*** SUPPLIED PASSAGE ***

On the summary offence of assaulting Mr Patrick with a weapon, Charge 4, you are convicted and sentenced to five months' imprisonment.
On the summary charges of committing an indictable offence on bail, I believe it is open and appropriate to impose an aggregate sentence on those two charges. As I said earlier, I am keenly aware of the need not to doubly punish you for these offences given that the offence committed on bail is either the aggravated burglary or the attempted carjacking. For each of those indictment offences, I have treated it as a feature of aggravation that you were on bail. On those two summary charges (Charges 7 and 8), I convict and sentence you to 14 days' imprisonment by way of an aggregate sentence.
Cumulation
I direct then that:
· 15 months of the sentence imposed on Charge 2;
· Two months of the sentences imposed on each of Charges 3 and 4; and
· Two months of the sentences imposed on each of summary Charges 4 and 10;
are to be served cumulatively upon the base sentence and upon each other.
The 14 day aggregate sentence imposed on the two offences of committing an indictable offence on bail will be served concurrently with all other sentences.
Total Effective Sentence
These orders result, by my calculation at least, in a total effective sentence of 77 months or six years and five months' imprisonment.
Section 16(3C)
I make an order under s.16(3C) of the Sentencing Act. It follows then that I am otherwise directing pursuant to section 16(3C) of the Sentencing Act.
Non-Parole Period
I am required to fix a non-parole period. I can make no assumptions at all as to whether you will actually be released on parole. That will be for the Adult Parole Board to decide. I must not even speculate about the possibility of release. Your counsel asked for me to fix a non-parole period which would allow you a longer than normal period on parole. I do not accept that there is any such thing but Ms Walker was sensibly arguing that I should not lose sight of your rehabilitation and the possible enhancement and encouragement that may be provided by the structure afforded by release on parole. She was arguing that structure and ongoing support and provision of services upon your eventual release was important. She pointed to the opinion of Dr Pandurangi in that regard. Ms Walker was urging me to at least arm the Adult Parole Board with the ability to consider releasing you on parole for a sizeable enough period. I do not ignore those matters and I will fix a non-parole period which does provide for a decent enough period on parole should you be so released. As I say that will be between you and the Adult Parole Board and has nothing to do with me at all.
I fix a period of 51 months or four years and three months during which you will not be eligible for release on parole.
Section 18
You have spent 285 days in custody already by way of pre-sentence detention. That period is declared as having been served already under this sentence.
Section 6AAA
I have taken into account your guilty plea. If you had pleaded not guilty and been found guilty of these offences by a jury, I would have convicted and sentenced you to eight and a half years' imprisonment. I would have fixed a non-parole period in that setting of six and a half years.
Just have a seat for a moment, I will see if there are any other matters that I need to deal with. Do each of you understand the individual sentences?
MS WALKER: Yes.
HIS HONOUR: And do the maths add up at least from your perception or not?
MS WALKER: Yes.
Ms McGARVIE: Yes, Your Honour.
HIS HONOUR: Thank you for that. Thanks each of you for efforts. You will go down and see Mr Trigg downstairs in custody?
MS WALKER: Yes.
HIS HONOUR: Yes, okay. Well, Mr Trigg, Ms Walker will come down and see you downstairs and have a chat about the sentence that has just been imposed. So if you would go with the custodial officer she will see you downstairs soon. I will sign those orders downstairs. Given that I have got one member here and one online I will simply leave the Bench at this stage then and then the connection will be disconnected. Thank you.

*** End of SUPPLIED PASSAGE ***
*** RECORD EXTRACTS ***

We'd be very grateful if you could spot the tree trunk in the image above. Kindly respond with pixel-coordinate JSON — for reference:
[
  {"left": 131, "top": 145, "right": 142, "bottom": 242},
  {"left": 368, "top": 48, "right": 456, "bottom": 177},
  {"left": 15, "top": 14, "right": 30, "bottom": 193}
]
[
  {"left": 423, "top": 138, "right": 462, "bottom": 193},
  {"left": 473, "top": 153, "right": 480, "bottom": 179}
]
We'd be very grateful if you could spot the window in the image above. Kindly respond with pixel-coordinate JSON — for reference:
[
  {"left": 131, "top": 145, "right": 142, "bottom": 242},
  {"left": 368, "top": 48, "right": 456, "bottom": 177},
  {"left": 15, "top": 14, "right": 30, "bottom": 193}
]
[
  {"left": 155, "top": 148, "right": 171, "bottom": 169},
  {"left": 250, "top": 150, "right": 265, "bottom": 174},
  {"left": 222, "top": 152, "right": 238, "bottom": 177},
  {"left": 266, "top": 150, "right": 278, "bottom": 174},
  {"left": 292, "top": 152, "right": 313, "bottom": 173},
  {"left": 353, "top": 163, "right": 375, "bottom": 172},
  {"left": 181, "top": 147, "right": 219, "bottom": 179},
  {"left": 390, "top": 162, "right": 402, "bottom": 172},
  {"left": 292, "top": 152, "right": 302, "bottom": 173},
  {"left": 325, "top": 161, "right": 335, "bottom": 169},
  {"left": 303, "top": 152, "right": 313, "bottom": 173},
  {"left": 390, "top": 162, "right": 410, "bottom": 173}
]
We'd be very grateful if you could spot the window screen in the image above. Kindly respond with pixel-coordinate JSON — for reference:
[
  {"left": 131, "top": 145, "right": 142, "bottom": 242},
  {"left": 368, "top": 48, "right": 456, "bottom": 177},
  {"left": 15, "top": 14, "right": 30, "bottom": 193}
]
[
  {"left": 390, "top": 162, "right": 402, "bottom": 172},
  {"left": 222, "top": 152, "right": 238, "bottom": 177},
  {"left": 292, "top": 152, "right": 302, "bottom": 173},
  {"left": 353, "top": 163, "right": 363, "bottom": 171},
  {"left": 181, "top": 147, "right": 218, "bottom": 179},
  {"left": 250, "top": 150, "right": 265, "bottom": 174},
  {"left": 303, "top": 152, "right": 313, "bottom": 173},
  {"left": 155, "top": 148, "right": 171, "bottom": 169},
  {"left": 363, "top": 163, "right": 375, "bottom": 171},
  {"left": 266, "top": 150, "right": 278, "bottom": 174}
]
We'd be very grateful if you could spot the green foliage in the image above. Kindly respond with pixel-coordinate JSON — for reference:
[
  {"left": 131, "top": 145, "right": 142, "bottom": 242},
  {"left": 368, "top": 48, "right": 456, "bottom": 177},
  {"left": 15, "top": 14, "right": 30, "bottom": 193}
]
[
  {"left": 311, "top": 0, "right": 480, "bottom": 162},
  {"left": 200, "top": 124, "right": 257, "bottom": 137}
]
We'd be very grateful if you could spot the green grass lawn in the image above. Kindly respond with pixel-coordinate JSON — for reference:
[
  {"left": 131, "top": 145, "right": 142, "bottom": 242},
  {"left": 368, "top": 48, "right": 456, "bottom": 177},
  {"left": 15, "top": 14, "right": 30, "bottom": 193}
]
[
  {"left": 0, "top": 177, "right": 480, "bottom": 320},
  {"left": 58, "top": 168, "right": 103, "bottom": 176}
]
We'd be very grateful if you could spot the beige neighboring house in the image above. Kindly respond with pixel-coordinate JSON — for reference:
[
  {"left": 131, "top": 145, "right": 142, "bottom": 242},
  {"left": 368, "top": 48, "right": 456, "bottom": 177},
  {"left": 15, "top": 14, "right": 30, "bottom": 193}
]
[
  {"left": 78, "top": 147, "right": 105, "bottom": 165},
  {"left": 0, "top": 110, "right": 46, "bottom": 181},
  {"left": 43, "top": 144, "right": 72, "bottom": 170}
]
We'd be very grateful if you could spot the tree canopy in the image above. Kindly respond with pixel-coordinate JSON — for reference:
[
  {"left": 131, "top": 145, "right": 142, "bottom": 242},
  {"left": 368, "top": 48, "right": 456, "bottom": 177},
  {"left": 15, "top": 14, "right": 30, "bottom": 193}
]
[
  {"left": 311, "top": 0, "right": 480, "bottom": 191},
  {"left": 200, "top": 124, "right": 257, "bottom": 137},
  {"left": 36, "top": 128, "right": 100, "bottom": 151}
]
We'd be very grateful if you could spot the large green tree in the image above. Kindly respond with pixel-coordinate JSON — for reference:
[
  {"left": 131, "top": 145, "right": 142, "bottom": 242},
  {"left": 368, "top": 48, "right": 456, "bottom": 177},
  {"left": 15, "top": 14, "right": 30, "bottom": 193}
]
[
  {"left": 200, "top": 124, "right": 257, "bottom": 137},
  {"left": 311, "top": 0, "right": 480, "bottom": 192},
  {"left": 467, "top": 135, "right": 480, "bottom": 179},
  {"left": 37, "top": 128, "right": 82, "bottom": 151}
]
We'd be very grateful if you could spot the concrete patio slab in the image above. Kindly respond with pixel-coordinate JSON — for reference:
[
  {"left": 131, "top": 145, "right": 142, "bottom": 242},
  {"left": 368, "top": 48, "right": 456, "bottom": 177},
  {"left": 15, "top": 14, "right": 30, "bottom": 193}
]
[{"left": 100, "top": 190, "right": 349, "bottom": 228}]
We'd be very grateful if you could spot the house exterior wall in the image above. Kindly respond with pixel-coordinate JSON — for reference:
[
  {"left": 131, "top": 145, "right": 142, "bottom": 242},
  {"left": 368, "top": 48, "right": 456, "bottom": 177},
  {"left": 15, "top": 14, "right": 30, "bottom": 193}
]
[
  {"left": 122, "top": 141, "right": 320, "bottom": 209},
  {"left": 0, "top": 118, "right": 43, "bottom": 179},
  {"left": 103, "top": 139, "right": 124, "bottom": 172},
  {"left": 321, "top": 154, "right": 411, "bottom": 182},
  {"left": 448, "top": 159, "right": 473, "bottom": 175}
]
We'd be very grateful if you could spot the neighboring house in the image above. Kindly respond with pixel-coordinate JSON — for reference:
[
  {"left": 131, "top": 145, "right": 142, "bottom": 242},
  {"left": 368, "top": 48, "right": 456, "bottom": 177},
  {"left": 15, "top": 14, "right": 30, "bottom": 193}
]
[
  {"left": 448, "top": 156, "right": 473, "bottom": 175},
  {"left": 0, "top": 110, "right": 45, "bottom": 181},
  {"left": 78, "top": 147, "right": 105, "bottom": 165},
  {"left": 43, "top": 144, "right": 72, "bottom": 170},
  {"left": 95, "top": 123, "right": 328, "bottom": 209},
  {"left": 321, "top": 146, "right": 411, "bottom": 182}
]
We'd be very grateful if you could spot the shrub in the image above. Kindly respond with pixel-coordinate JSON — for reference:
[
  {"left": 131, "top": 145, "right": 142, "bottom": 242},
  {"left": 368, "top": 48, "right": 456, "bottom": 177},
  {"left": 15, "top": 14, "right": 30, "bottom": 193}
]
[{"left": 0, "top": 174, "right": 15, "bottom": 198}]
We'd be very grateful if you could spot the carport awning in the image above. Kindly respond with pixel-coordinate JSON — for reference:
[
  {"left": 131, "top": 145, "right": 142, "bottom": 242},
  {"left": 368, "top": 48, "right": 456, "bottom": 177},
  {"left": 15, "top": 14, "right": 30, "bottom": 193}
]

*** End of RECORD EXTRACTS ***

- **WHAT YOU ARE ASKED TO DO**
In the stretch of the sentencing remarks from "HIS HONOUR: Thank" through "disconnected. Thank you.", can you change "custodial officer" to "prison officer" and give that stretch again? The rows play no part here.

- **RESULT FOR THIS TASK**
HIS HONOUR: Thank you for that. Thanks each of you for efforts. You will go down and see Mr Trigg downstairs in custody?
MS WALKER: Yes.
HIS HONOUR: Yes, okay. Well, Mr Trigg, Ms Walker will come down and see you downstairs and have a chat about the sentence that has just been imposed. So if you would go with the prison officer she will see you downstairs soon. I will sign those orders downstairs. Given that I have got one member here and one online I will simply leave the Bench at this stage then and then the connection will be disconnected. Thank you.